• [Activity]:
Without including any images, please transcribe all the lines below exactly.

• [Natural language region descriptions]:
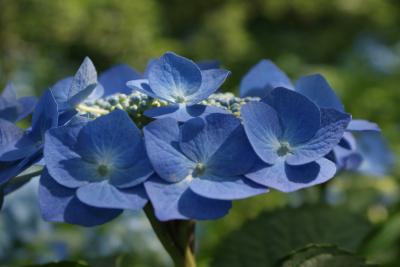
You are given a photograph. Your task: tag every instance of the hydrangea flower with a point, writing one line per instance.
(13, 109)
(291, 136)
(71, 91)
(181, 83)
(26, 147)
(199, 166)
(94, 170)
(265, 76)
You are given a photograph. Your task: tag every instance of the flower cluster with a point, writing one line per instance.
(165, 138)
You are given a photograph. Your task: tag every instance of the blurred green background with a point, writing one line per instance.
(354, 43)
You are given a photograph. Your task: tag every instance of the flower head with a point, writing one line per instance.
(200, 166)
(180, 82)
(103, 161)
(291, 136)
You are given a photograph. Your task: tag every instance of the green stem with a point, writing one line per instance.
(176, 236)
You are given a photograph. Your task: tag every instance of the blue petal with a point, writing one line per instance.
(26, 106)
(211, 82)
(219, 142)
(333, 125)
(59, 204)
(288, 178)
(172, 201)
(105, 195)
(64, 164)
(161, 138)
(362, 125)
(9, 110)
(114, 79)
(208, 64)
(85, 77)
(300, 118)
(11, 169)
(262, 78)
(45, 116)
(183, 113)
(9, 92)
(142, 85)
(317, 89)
(19, 148)
(263, 129)
(378, 160)
(225, 188)
(174, 76)
(9, 133)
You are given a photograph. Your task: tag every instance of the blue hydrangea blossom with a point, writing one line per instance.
(197, 166)
(180, 82)
(101, 164)
(291, 136)
(12, 108)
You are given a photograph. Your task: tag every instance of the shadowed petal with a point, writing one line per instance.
(161, 139)
(104, 195)
(288, 178)
(299, 117)
(263, 129)
(59, 204)
(173, 201)
(333, 125)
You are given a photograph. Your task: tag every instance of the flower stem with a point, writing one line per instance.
(176, 236)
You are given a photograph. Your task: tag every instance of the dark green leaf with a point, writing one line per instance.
(273, 235)
(323, 256)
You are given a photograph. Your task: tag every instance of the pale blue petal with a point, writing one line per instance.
(142, 85)
(226, 188)
(317, 89)
(174, 76)
(263, 129)
(333, 126)
(211, 82)
(300, 118)
(162, 138)
(262, 78)
(115, 78)
(105, 195)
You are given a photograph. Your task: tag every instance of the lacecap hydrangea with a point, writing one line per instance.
(166, 139)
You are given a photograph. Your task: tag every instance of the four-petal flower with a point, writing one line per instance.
(291, 135)
(101, 163)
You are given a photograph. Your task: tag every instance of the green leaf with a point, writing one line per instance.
(273, 235)
(323, 256)
(61, 264)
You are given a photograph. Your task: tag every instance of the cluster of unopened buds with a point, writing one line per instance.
(167, 141)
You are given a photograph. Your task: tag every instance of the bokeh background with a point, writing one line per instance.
(355, 44)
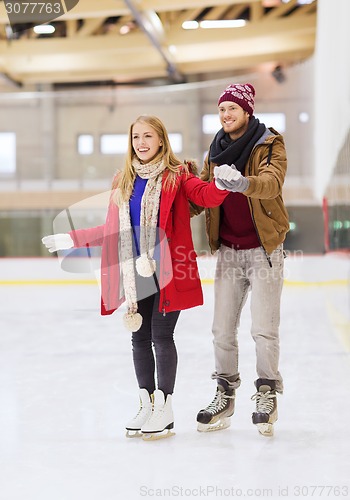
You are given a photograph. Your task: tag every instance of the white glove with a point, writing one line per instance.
(56, 242)
(228, 177)
(225, 172)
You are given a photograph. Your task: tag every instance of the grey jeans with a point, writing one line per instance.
(237, 273)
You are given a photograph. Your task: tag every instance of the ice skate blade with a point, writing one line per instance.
(265, 429)
(130, 433)
(217, 426)
(156, 436)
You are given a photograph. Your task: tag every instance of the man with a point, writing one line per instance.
(248, 231)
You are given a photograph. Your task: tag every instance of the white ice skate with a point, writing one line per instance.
(217, 415)
(133, 428)
(266, 407)
(161, 420)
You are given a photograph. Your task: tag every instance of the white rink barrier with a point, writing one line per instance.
(329, 269)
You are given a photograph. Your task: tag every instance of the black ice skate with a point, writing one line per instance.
(266, 406)
(217, 415)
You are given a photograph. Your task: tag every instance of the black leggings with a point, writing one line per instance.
(158, 330)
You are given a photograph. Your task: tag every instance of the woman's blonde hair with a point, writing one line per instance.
(125, 180)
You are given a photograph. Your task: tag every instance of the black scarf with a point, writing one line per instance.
(224, 150)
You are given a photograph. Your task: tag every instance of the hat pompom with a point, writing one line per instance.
(132, 321)
(145, 266)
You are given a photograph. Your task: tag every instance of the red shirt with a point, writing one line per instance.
(236, 225)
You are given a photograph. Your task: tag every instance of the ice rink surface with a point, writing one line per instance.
(67, 388)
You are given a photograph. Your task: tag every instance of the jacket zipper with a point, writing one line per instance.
(268, 258)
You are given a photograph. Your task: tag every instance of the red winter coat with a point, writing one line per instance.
(180, 286)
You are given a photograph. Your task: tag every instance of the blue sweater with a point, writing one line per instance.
(135, 212)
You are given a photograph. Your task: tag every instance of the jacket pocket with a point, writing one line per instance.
(185, 275)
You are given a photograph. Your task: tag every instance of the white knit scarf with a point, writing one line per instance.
(145, 264)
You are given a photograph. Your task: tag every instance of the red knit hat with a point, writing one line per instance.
(241, 94)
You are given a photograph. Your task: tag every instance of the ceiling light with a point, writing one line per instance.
(190, 25)
(223, 23)
(44, 29)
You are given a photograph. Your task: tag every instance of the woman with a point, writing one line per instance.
(149, 220)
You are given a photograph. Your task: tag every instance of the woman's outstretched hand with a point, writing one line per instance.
(55, 242)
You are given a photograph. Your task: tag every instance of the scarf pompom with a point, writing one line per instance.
(132, 321)
(145, 266)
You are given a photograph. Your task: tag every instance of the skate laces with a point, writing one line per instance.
(264, 401)
(219, 402)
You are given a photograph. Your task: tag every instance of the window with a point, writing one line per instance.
(7, 153)
(114, 144)
(275, 120)
(85, 144)
(176, 142)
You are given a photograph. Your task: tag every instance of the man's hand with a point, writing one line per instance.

• [Answer to the problem]:
You are given a photograph. Your task: tag every instance of the hydrangea flower with a point, writing one line per instance.
(13, 109)
(291, 136)
(71, 91)
(181, 83)
(26, 147)
(199, 166)
(94, 170)
(265, 76)
You are given a photograph. Your task: tag every instance of the flower cluster with a point, writing one line per instance.
(165, 138)
You are given a photograph. Your task: tag every instance of the blurred green background with a point, writing one line per instance.
(354, 43)
You are given a photograph. Your task: tag every instance of the flower head with a point, writing one line per instance.
(200, 166)
(180, 82)
(103, 161)
(291, 136)
You are given a photograph. Your task: tag every instance of the green stem with a point, writing one line per instance.
(176, 236)
You are given a photograph. Your task: tag every instance of the blue petal with a point, writing one line per instance.
(26, 106)
(211, 82)
(219, 142)
(333, 125)
(59, 204)
(288, 178)
(172, 201)
(105, 195)
(64, 164)
(161, 138)
(362, 125)
(9, 110)
(114, 79)
(208, 64)
(85, 77)
(300, 118)
(11, 169)
(262, 78)
(45, 116)
(183, 113)
(9, 92)
(142, 85)
(317, 89)
(19, 148)
(263, 129)
(378, 160)
(225, 188)
(174, 76)
(9, 133)
You are given a photograph. Your task: tag every instance of the blue hydrangea blossom with a point, writing one line per instance.
(197, 166)
(180, 82)
(101, 164)
(291, 136)
(12, 108)
You are given a photograph. Your task: tag every instance of the shadowed petal with a point, writing one line per instance.
(161, 139)
(104, 195)
(288, 178)
(299, 117)
(263, 129)
(59, 204)
(173, 201)
(333, 125)
You are given a photograph. Your task: tag every instance of the flower stem with a point, writing one line per instance.
(176, 236)
You are given a photograph. Your task: tag every instance of the dark green leaf with a point, writing one line per instance.
(273, 235)
(323, 256)
You are given a photograph. Your task: tag every instance of the pale blue petal with a point, writing one line per instance.
(142, 85)
(226, 188)
(317, 89)
(174, 76)
(263, 129)
(333, 126)
(211, 82)
(300, 118)
(162, 138)
(262, 78)
(115, 78)
(105, 195)
You are given a photograph. Your task: tag every instance of the lacecap hydrangea with a point, writing one line per instance.
(166, 139)
You are given a photograph. Your task: tag every instance of the four-petal flower with a point, writing one line per instance.
(291, 135)
(101, 163)
You are given a photograph. Your task: tag every instance of the green leaf with a point, writing one line per instance.
(273, 235)
(323, 256)
(61, 264)
You are given a photograph. Your task: tag every instance of the cluster of unopened buds with a point, writing one line per instance.
(167, 141)
You are given a photograph. Your task: tag every instance of the bokeh background with a point, writing one line per instance.
(355, 44)
You are given a photograph. Your task: tag every instance of the white glove with a point, writing one line per instance.
(56, 242)
(228, 177)
(225, 172)
You are given a photograph. Your task: tag every instance of the grey jeans with a point, writing one line per instance.
(237, 273)
You are given a photograph. Your task: tag every instance of the ice skate blade with a point, writing one line per instance.
(265, 429)
(130, 433)
(217, 426)
(156, 436)
You are given a photograph. Your task: tag every instance of the man with a point, writing one line per instance.
(248, 231)
You are given a photograph. Your task: tag every instance of the white ice skate with a point, writing one line per instance.
(217, 415)
(133, 428)
(266, 407)
(161, 420)
You are given a photograph. Your task: tag every instance of the white rink barrier with a point, writing one line per instance.
(329, 269)
You are given a photograph. Your task: tag every instance of the black ice skate with a point, writing one line per instance.
(266, 406)
(217, 415)
You are given a photograph. Your task: tag every instance of the black leggings with a point, writing one line per instance.
(158, 330)
You are given a photograph. Your task: tag every instance of the woman's blonde hair with a point, writing one line per instance.
(125, 180)
You are given a photograph. Your task: tag every instance of the black scarf with a point, writing one line per instance.
(224, 150)
You are given a photograph. Your task: tag every instance of the hat pompom with a point, writing one line per instance.
(132, 321)
(145, 266)
You are given a photograph. Your task: tag every instance of the red shirt with a point, writing one line per instance.
(236, 225)
You are given a photograph. Your task: tag every instance of the ice rink surface with a point, writing one line per instance.
(67, 388)
You are given a photograph. Your task: tag every instance of the jacket zipper with a point, writing one line per instance.
(268, 258)
You are given a photograph. Your task: tag every instance of the red winter coat with a point, writing one line per instance.
(180, 286)
You are given a photograph. Your task: tag every instance of the blue sweater with a point, writing one line per instance.
(135, 212)
You are given a photograph. Your task: tag every instance of the jacket pocket with a point, writing one line per instance.
(185, 275)
You are given a photograph. Your task: tag every instance of the white knit scarf with a point, writing one line per instance.
(145, 264)
You are given a photograph. Your task: tag every instance of the red knit hat with a point, writing one line per instance.
(241, 94)
You are given a photograph. Your task: tag every instance of the ceiling light with a point, writing one line per instance.
(190, 25)
(223, 23)
(44, 29)
You are given a photograph. Your task: tag every instance of the woman with a point, writing one line per instance.
(149, 220)
You are given a photograph. Your task: tag every instance of the woman's outstretched hand with a point, writing one line per instance.
(55, 242)
You are given a photograph. Your task: tag every instance of the scarf pompom with a point, writing one line per instance.
(132, 321)
(145, 266)
You are given a photograph. Your task: tag every instance of the skate laces with a point, writing one line per instance.
(264, 401)
(219, 402)
You are given a photograph. Your task: tag every instance of the window with a point, writing one line per instance.
(7, 153)
(114, 144)
(275, 120)
(85, 144)
(176, 142)
You are given a photograph. Your task: tag every instance of the man's hand with a point, writing one line per instance.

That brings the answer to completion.